Extracted data START

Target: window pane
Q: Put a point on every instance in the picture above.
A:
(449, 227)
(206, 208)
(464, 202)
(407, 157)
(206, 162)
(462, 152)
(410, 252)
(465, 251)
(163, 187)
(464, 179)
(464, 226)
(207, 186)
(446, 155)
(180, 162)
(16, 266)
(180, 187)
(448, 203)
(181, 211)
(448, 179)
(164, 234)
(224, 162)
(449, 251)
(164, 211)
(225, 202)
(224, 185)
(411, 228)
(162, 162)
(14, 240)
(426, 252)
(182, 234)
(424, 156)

Extracted data END

» **Instructions for the task**
Everything from the line containing "Q: Put a point" through the final line of the records is what you should print, exactly and with nothing added.

» **Finished task**
Q: Put a point on every instance in the picture above.
A:
(449, 227)
(206, 208)
(464, 202)
(407, 157)
(206, 162)
(462, 152)
(410, 252)
(465, 251)
(163, 187)
(464, 179)
(464, 226)
(207, 186)
(446, 155)
(180, 162)
(16, 266)
(180, 187)
(448, 203)
(181, 211)
(448, 179)
(164, 234)
(224, 162)
(449, 251)
(164, 211)
(225, 202)
(224, 185)
(411, 228)
(162, 162)
(14, 240)
(426, 252)
(182, 234)
(424, 156)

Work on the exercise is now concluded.